OBJETIVO PROPOSTO 1
No texto sobre os anjos e o símbolo da fé, que missão São Miguel recebeu em prêmio por sua fidelidade?
OBJETIVO PROPOSTO 2
Dê continuidade ao texto sobre os anjos e o símbolo da fé a partir do ponto em que ele termina.

══ TEXTO APRESENTADO

Os anjos
foram dotados por Deus de inteligência perfeitíssima e, no entanto, pecaram,
revoltando-se contra seu Criador. Mistério do mal... São Miguel, por sua
fidelidade, recebeu em prêmio a missão de proteger a Santa Igreja.
Todos os domingos, um
incontável número de fiéis no orbe católico canta ou recita durante a
celebração da sagrada Eucaristia o símbolo da nossa fé. As verdades de nossa
santa religião são proclamadas, uma após outra, numa inspirada e sublime
síntese, até completar a totalidade da única doutrina da fé: “Assim como a
semente da mostarda contém num pequeníssimo grão um grande número de ramos —
ensina-nos São Cirilo de Jerusalém—, da mesma forma este resumo da fé encerra
em algumas palavras todo o conhecimento da verdadeira piedade contida no Antigo
e no Novo Testamento” (1).

════
══ INFORMAÇÕES FORNECIDAS

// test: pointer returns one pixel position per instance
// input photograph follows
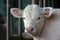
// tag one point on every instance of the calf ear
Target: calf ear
(48, 11)
(16, 12)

════

RESPOSTA DO EXERCÍCIO 1
A missão de proteger a Santa Igreja.

RESPOSTA DO EXERCÍCIO 2
“Creio em Deus Pai
todo-poderoso!” Depois desta primeira e fundamental afirmação, da qual dependem
todos os outros artigos do Credo, proclamamos em seguida “o começo da história
da salvação” (2): “Criador do Céu e da terra!”
O mistério da criação
Deus, Ser absoluto e
eterno, não precisava de nenhuma criatura que Lhe rendesse homenagens e
reconhecesse sua grandeza sem limites. Entretanto, em sua misericórdia, quis
criar, não para aumentar a própria glória, intrínseca e sempiterna, mas para
manifestar seu amor todo-poderoso e “comunicar sua glória” (3) aos seres por
Ele criados, fazendo-os participar de sua verdade, sua bondade e sua beleza.
Uma imensa multidão
de criaturas diversas e desiguais — seres visíveis e invisíveis, inteligentes
ou desprovidos de razão, dispostos numa maravilhosa hierarquia — constituiu
então a Ordem do universo, reflexo da perfeição adorável do Ser infinito, que
só se manifestaria totalmente, na plenitude dos tempos, por seu Filho
Unigênito, Jesus Cristo, o Verbo eterno encarnado.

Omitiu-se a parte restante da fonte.